## Aim of the exercise
Set down exactly the lines running from the line with "Annotate each instance of the black baseball cleat" to the end of the listing below, both ends included.

-- START Given records --

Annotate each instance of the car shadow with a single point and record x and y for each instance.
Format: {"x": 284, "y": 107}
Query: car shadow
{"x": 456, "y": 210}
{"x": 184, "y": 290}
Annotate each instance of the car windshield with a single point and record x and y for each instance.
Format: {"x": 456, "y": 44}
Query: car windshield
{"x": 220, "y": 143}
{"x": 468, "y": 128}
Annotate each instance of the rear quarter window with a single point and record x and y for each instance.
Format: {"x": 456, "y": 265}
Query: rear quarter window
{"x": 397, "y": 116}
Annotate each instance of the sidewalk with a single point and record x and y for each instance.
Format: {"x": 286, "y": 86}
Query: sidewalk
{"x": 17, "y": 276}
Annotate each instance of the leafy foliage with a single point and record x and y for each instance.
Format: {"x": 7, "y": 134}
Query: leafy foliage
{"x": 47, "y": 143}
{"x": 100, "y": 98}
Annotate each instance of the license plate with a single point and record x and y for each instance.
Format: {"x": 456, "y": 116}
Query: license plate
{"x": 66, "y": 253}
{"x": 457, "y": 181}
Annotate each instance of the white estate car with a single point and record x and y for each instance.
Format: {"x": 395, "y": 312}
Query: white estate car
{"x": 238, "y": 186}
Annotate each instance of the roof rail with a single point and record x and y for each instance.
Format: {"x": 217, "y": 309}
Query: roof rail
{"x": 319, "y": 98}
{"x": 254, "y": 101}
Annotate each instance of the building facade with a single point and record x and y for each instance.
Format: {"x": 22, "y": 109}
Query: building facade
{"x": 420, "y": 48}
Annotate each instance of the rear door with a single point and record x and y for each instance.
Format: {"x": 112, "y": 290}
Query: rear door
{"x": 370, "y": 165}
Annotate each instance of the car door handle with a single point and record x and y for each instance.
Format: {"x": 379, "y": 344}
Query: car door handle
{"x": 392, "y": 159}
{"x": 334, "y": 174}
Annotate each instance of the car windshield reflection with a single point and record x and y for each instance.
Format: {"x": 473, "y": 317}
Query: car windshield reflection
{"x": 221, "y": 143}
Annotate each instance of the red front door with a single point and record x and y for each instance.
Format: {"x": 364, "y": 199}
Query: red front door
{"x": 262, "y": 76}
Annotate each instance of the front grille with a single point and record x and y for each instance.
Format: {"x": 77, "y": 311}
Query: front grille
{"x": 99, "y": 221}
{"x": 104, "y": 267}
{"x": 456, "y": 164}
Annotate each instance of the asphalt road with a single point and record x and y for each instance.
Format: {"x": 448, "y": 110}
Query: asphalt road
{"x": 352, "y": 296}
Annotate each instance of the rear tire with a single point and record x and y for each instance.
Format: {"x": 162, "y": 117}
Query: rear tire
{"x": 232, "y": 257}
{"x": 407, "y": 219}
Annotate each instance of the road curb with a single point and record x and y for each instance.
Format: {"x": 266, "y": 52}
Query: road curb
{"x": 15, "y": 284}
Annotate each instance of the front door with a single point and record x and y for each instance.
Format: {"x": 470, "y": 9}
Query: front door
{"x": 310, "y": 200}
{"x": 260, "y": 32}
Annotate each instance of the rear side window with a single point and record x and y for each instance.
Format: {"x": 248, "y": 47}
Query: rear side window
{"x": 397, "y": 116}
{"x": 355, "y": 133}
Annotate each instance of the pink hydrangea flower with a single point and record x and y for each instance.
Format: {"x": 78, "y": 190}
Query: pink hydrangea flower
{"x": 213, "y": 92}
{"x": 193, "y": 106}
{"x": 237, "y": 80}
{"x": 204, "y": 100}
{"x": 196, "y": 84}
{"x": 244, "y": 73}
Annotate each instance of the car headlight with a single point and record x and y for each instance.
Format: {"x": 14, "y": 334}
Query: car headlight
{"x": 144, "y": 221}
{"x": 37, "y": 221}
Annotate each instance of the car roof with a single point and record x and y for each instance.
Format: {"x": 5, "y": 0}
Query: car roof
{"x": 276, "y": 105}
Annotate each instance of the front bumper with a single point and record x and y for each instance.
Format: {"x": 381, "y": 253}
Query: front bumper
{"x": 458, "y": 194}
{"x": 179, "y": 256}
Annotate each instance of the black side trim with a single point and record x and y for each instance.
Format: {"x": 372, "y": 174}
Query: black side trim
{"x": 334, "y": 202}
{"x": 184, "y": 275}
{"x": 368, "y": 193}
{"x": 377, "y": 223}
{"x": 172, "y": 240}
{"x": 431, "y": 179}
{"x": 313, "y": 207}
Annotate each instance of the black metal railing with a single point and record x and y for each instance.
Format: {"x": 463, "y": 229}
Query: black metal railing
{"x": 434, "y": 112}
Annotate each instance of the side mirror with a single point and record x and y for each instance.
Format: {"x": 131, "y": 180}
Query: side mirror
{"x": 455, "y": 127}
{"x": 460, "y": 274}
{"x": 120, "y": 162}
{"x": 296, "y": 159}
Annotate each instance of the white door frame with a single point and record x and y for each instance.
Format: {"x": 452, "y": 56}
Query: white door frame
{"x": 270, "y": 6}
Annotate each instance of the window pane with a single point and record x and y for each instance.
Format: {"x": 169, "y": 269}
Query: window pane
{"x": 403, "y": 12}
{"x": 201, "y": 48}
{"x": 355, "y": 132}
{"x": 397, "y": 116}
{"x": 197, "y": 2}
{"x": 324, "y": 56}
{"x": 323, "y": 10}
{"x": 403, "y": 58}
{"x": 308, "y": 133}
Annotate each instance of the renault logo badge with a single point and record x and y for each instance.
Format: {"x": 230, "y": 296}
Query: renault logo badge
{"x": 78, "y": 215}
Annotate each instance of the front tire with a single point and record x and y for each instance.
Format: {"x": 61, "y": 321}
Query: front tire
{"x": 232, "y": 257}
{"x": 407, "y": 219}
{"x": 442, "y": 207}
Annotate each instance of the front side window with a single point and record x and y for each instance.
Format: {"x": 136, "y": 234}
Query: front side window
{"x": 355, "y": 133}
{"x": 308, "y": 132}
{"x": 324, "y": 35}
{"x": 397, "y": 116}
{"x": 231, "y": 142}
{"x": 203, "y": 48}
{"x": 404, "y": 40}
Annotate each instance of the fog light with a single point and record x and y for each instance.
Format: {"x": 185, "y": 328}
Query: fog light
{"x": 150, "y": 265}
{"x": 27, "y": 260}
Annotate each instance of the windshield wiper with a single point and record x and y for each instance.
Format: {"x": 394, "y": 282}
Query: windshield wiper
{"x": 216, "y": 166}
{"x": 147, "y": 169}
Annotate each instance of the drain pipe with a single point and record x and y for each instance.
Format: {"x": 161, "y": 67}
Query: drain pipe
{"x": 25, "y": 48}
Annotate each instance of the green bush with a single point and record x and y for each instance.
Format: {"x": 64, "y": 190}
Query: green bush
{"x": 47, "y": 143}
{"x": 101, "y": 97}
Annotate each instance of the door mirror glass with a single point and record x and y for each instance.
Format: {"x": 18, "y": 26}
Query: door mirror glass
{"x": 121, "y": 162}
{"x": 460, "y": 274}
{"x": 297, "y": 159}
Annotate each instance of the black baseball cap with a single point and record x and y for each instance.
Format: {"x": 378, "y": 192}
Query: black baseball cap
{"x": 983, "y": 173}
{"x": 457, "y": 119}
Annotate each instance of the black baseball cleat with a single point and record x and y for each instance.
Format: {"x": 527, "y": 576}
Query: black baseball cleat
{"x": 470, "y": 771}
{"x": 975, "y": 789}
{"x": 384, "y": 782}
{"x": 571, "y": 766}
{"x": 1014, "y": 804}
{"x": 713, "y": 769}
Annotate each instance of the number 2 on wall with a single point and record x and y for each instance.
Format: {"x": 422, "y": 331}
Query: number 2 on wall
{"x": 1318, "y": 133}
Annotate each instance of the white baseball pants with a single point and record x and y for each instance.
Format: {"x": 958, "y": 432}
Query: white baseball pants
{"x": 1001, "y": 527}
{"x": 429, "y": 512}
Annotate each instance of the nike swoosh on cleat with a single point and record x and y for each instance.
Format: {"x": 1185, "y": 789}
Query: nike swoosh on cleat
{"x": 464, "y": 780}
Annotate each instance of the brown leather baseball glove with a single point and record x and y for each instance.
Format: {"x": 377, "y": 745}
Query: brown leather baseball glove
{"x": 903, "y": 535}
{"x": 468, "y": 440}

-- END Given records --

## Completed task
Annotate each instance of the black baseball cleat with a single point and record x and y for each instance.
Format: {"x": 527, "y": 576}
Query: black baseball cleat
{"x": 470, "y": 771}
{"x": 975, "y": 789}
{"x": 384, "y": 782}
{"x": 571, "y": 766}
{"x": 1014, "y": 804}
{"x": 713, "y": 769}
Annotate each instance of the number 2 on wall with a single point and record x and y for each instance.
Format: {"x": 422, "y": 331}
Query: number 2 on wall
{"x": 1318, "y": 133}
Annotate each instance of the white baseball pants with a single point and record x and y for each instance.
Format: {"x": 958, "y": 432}
Query: white baseball pants
{"x": 1001, "y": 527}
{"x": 429, "y": 512}
Annotate each instance of the nike swoosh on cleat with a single point and record x and y for each instance.
Format: {"x": 1185, "y": 789}
Query: nike swoosh on cleat
{"x": 464, "y": 780}
Annotate each instance of the brown leather baseball glove with a single point and record x and y for each instance.
Format: {"x": 377, "y": 745}
Query: brown leather baseball glove
{"x": 903, "y": 535}
{"x": 468, "y": 440}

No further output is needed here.